::: Records shown :::
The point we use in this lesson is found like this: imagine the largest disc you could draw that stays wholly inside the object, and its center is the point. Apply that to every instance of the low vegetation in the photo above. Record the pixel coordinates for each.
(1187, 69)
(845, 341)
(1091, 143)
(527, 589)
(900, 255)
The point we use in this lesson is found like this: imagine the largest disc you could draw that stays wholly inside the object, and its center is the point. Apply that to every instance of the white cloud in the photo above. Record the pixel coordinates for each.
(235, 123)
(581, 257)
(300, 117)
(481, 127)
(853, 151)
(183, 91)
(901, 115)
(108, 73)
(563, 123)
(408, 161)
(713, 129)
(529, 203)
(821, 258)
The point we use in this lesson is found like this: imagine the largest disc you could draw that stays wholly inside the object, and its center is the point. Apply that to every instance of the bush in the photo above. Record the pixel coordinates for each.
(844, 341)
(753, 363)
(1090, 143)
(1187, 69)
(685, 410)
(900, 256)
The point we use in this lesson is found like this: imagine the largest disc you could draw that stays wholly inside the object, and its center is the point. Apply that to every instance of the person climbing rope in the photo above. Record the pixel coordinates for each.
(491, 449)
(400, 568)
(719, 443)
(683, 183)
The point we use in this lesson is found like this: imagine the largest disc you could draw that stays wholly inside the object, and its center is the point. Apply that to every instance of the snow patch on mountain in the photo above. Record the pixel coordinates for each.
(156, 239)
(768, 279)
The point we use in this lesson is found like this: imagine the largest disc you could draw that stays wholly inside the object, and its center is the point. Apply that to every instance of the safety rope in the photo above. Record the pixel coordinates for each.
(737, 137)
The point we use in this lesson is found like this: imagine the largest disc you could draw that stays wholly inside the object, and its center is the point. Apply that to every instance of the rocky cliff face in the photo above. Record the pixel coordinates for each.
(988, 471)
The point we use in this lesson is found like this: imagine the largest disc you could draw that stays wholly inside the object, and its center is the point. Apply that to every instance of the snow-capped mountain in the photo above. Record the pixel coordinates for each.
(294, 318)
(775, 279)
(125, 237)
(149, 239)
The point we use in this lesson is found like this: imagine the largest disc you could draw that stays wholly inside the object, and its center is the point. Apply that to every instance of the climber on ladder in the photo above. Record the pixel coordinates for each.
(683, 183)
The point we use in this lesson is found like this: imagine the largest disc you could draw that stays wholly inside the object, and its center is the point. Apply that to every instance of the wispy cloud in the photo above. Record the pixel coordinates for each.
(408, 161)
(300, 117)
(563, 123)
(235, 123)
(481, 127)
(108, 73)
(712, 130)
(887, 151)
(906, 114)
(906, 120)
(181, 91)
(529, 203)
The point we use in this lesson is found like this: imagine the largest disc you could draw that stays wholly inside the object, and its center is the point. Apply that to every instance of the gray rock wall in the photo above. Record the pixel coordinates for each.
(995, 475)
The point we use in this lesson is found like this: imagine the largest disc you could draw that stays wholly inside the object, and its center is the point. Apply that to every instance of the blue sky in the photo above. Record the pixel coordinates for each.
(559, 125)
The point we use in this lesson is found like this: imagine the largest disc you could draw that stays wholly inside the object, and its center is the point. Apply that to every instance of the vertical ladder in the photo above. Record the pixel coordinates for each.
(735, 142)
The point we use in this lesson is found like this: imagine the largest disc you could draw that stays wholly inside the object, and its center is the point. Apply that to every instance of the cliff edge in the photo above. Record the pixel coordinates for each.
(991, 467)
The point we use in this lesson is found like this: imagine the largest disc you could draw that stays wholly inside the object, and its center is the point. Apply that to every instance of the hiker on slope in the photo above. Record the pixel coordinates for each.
:::
> _What you should do_: Write an exact transcription of every entry above.

> _Output of the exercise_:
The point we use in this lesson is found like this: imagine the largest disc you could draw that stays wholly inside the object, and its center is the point. Apply that to every instance of the low vegetation in the photo above. Record the pixel coordinates for each.
(1187, 69)
(845, 341)
(1091, 143)
(527, 589)
(900, 255)
The point we use in this lesson is found like this: imagine the largest disc you could draw that stays wholly inside the object, and its center is the point. Apply that to every instance of the white cloud in the photo above. Record the pixel coordinates for each.
(235, 123)
(581, 257)
(300, 117)
(481, 127)
(853, 151)
(183, 91)
(901, 115)
(108, 73)
(563, 123)
(408, 161)
(713, 129)
(529, 203)
(821, 258)
The point we use in this lesson is found like this: imagine the largest disc you could draw that stays wholly inside the object, and its center is the point. Apply that to every instance of the bush in the photo above. Record the pixel coordinates for each.
(844, 341)
(753, 363)
(1090, 143)
(1187, 69)
(685, 410)
(900, 256)
The point we use in this lesson is found like this: imagine the largest disc you could draw that stays wholly inside the object, and its center is the point. Apply that to every instance of the person climbing rope in the photo above. Record the pixel coordinates for each.
(491, 449)
(400, 568)
(719, 443)
(683, 183)
The point we use in this lesson is found like this: imagine the largest disc you could draw that stays wholly inside the object, and its center is the point. Apply that to every instance of the snow patch on mountain in the photo above. Record the pixel coordinates for each.
(156, 239)
(768, 279)
The point we use in this lesson is found like this: imagine the largest disc you could draw that stays wholly inside the object, and its center is the point. Apply that to every instance of the safety rope in the photo above. Record the pixel coordinates for each.
(737, 137)
The point we use in this lesson is found like this: imagine the largest disc you could draw that stays wholly inside the object, and its center is the point. Apply that to every instance of the rocky cliff face in the photo above. Record the pixel coordinates for each.
(988, 471)
The point we use in this lesson is found like this: imagine the largest disc you could draw that stays wholly inside the object, and its center is the point. Apply that to every instance of the snow-capped mountain in the photo above. Record the pixel coordinates for each.
(294, 318)
(775, 279)
(125, 237)
(149, 239)
The point we use in this lesson is found like this: imagine the largest disc you could draw that stays wholly inside the object, and its center is the point. Apply that to every instance of the climber on ladder in the photo above. Record the pixel coordinates for each.
(683, 183)
The point we use in this lesson is found like this: imagine the largest disc you could draw that stays wholly inside the object, and its center is the point. Apply that to every instance of the wispy cloud in the photo above. Record the pixel coordinates for each.
(408, 161)
(300, 117)
(563, 123)
(235, 123)
(481, 127)
(108, 73)
(712, 130)
(887, 151)
(906, 114)
(906, 120)
(181, 91)
(529, 203)
The point we use in this lesson is found like this: imagine the largest disc you could draw that stays wholly inside the object, and its center is the point. Apply that to every instance of the gray rock wall in the photo above. Record the pixel coordinates for each.
(995, 475)
The point we use in this lesson is found like this: imagine the largest disc you could draw that stays wholly inside the object, and its center is the point. Apply that to every instance of the blue sky in the photo above. Record the pixel coordinates for each.
(559, 125)
The point we use in this lesson is found like this: imagine the largest disc you could draw that stays wholly inside the object, and its center is the point. Apply that to every instance of the vertical ladder in the photo above. Record the pixel coordinates for each.
(735, 142)
The point we use in this lesson is found like this: imagine the largest disc you could draw that stays wholly inside the object, and its center is the point. Apply that to every instance of the cliff edge in the photo above. Record the pixel coordinates for each.
(991, 467)
The point we use in this lesson is found like this: imagine the largest disc you could draw that stays wholly inside the object, and its center is the point. Apply that to every instance of the hiker on slope in the photo above. Record the pixel coordinates for each.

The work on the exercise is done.